Reproduce every line of the records below word for word, leaving out the pictures.

################

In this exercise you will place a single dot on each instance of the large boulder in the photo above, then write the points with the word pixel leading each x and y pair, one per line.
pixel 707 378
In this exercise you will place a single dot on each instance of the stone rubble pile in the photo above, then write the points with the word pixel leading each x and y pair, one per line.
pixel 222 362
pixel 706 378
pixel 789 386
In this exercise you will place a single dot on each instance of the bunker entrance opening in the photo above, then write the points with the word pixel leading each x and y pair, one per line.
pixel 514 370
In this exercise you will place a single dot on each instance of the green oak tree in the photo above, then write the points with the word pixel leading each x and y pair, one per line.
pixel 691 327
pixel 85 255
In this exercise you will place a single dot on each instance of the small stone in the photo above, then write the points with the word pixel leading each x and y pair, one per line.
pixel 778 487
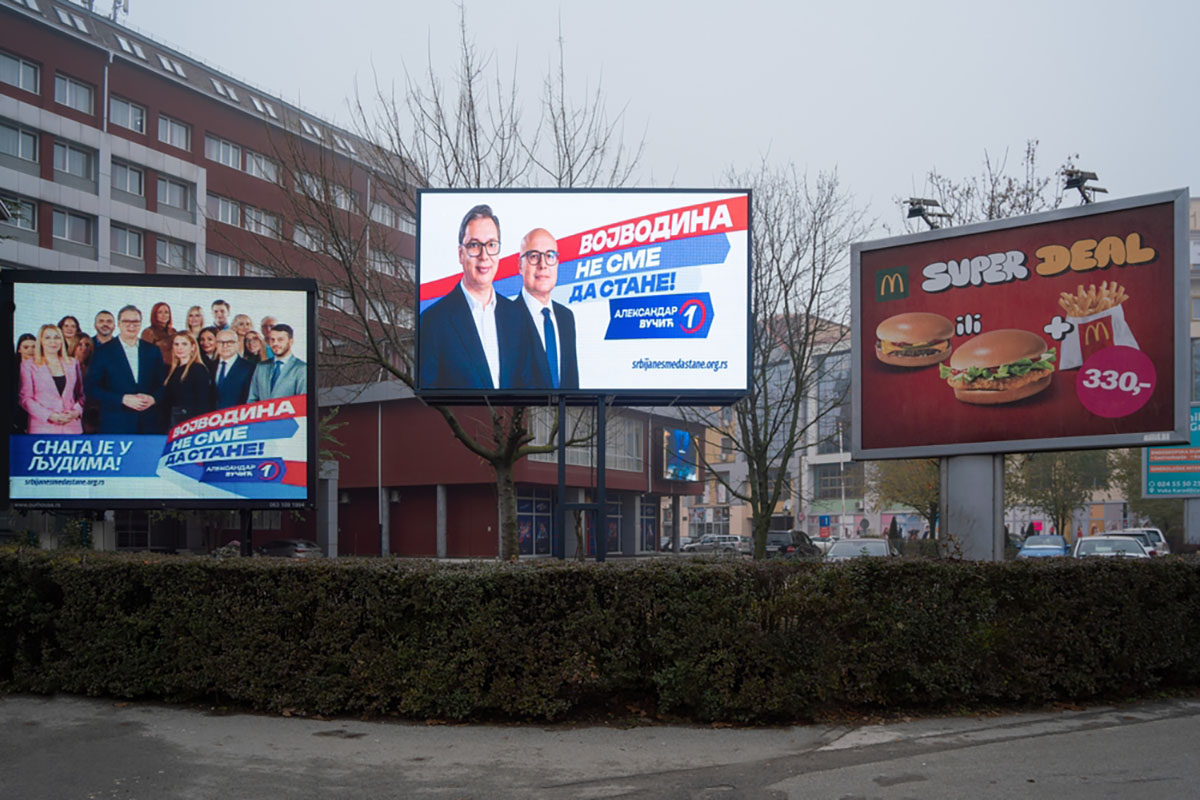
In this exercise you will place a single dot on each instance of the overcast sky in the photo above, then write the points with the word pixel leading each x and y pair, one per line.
pixel 880 91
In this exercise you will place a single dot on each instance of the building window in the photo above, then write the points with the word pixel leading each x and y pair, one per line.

################

_Correct response_
In this exercise you will place a single dot on each instance of the large boulder in the photo above, then write the points with the word pixel leading each x and y pair, one per line.
pixel 707 378
In this exercise you will place a single dot on each instance of the stone rubble pile in the photo above, then write the points with the word pixel leading each x and y pair, one per line.
pixel 222 362
pixel 706 378
pixel 789 386
In this exercise you will place a single dot on each instance of the bunker entrance opening in the photo above, then write the points with the word pixel leading each x and y pair, one per line.
pixel 514 370
In this exercise you will place a single dot on each instance of the green oak tree in the photo above, then write the points with the word pixel leading each x and y pair, one per line.
pixel 691 327
pixel 85 255
In this exercise you will place a single dot on each instance of the small stone in the photo above, then write the points with the word pixel leading each x and y pair, one per line.
pixel 778 487
In this exercise you will place a single dot on each instance of the overcast sky in the photo above, then write the points with the word pixel leading each x and y pair, one per line.
pixel 880 91
In this exercise you will place a single dot on each instance of the building window in the photo above, then write the points with the word pixel leading each x and y pair, one per line.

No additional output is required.